Deleuze and Horror Film by Anna Powell
Author:Anna Powell
Language: eng
Format: epub
Published: 2014-06-28T16:00:00+00:00
Bergson's Movement-Image in Deleuze
Deleuze's commentaries on Bergson's elision of movement and image structure Cinema 1. Movement-images, in their actions and reactions, form the ‘universal variation’ of the plane of immanence, which is the infinite set of all images. Deleuze extends Bergson's thesis to cinema via a typography of cinematic movements and their accompanying perceptions.
External images transmit movement and the human living image modifies its own movements in response. We are images, so it is mistaken to locate images in the consciousness. Movement is central to perception and, (p.113) more generally, to life itself. The constantly renewed set of molecules and atoms fits a world ‘of universal variation, of universal undulation, universal rippling’.16 The living microcosm is part of the universal macrocosm and they move in unison, though their paces differ.
In describing how matter moves intensively, Bergson uses the biological image of ‘numberless vibrations, all linked together in uninterrupted continuity, all bound up with each other and travelling in every direction like shivers through an immense body’.17 For Deleuze, too, vibrations are physiological sensations that follow ‘an invisible thread that is more nervous than cerebral’.18 Deleuze validates Bergson's location of fluid sensation in a temporal continuum. Sensation ‘contracts the vibrations of the stimulant on a nervous surface or in a cerebral volume; what comes before has not yet disappeared when what follows appears’.19 The concept of the present moment imposes an illusory stasis on the ongoing flux of time.

Using the information:
a. From the passage on Bergson and Deleuze, extract the part that opens with the words containing "In describing how" and closes with "flux of time.".
b. Name every field label in the header of the passage on Bergson and Deleuze that is followed by a colon.

Data under study:
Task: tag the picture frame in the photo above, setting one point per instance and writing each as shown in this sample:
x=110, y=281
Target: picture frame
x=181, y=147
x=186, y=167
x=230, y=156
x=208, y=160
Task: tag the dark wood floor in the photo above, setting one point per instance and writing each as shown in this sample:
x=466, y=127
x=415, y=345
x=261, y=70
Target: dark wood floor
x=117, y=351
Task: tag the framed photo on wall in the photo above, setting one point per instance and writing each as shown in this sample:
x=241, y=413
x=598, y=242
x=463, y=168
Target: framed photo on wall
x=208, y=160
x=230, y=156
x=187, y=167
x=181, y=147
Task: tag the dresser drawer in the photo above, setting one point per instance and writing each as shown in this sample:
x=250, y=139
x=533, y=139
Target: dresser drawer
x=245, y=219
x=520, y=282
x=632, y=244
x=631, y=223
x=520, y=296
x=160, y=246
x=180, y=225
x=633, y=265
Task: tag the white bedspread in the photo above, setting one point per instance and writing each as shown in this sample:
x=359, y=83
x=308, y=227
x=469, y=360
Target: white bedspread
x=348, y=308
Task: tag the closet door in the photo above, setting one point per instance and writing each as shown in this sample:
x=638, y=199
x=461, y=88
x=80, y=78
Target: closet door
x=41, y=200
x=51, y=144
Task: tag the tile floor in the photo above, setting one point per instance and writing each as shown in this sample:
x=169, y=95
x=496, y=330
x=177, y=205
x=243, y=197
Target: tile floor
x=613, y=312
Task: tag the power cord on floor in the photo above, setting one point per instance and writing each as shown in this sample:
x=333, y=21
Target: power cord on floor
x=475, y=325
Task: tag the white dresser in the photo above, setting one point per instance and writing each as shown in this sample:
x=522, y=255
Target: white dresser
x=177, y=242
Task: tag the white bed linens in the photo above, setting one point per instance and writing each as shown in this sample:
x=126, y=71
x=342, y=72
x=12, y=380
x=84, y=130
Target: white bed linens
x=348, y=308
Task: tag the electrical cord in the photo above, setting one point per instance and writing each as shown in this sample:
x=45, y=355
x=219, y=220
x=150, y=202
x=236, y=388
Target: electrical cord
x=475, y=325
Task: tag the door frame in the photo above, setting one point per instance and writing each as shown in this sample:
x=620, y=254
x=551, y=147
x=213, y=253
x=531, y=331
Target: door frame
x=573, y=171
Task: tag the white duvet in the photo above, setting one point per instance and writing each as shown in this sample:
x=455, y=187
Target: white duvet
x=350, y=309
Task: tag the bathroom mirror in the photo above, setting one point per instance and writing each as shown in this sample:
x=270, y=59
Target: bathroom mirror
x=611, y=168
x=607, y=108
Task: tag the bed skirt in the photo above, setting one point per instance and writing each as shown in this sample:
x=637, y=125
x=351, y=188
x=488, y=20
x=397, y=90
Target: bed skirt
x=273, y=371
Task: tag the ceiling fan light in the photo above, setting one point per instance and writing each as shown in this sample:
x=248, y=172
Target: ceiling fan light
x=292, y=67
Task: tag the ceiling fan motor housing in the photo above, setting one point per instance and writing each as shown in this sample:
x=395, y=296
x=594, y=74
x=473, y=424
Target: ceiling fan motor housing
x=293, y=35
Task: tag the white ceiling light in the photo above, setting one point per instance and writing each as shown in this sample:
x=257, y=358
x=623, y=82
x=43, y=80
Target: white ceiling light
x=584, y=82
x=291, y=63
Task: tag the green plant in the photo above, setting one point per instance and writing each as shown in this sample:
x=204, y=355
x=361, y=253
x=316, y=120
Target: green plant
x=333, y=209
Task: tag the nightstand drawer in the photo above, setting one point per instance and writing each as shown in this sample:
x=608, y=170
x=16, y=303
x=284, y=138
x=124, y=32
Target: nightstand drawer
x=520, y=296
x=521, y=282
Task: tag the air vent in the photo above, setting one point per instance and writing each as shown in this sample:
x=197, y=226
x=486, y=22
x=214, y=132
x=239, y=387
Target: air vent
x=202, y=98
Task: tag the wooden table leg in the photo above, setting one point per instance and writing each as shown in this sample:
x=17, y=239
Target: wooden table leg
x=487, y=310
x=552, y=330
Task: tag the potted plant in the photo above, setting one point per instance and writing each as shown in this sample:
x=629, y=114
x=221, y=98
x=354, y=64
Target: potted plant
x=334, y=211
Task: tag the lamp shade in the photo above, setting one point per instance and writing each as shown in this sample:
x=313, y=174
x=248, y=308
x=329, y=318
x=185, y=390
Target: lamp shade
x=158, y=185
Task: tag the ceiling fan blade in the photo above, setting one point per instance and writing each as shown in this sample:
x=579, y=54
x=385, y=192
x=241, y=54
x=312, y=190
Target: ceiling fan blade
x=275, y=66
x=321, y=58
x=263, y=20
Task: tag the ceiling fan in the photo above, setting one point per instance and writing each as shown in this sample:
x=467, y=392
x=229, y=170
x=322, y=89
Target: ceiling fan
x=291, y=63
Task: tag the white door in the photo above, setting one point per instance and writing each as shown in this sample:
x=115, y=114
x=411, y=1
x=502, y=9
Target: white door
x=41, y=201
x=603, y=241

Exercise answers:
a.
In describing how matter moves intensively, Bergson uses the biological image of ‘numberless vibrations, all linked together in uninterrupted continuity, all bound up with each other and travelling in every direction like shivers through an immense body’.17 For Deleuze, too, vibrations are physiological sensations that follow ‘an invisible thread that is more nervous than cerebral’.18 Deleuze validates Bergson's location of fluid sensation in a temporal continuum. Sensation ‘contracts the vibrations of the stimulant on a nervous surface or in a cerebral volume; what comes before has not yet disappeared when what follows appears’.19 The concept of the present moment imposes an illusory stasis on the ongoing flux of time.

b.
Author
Language
Format
Published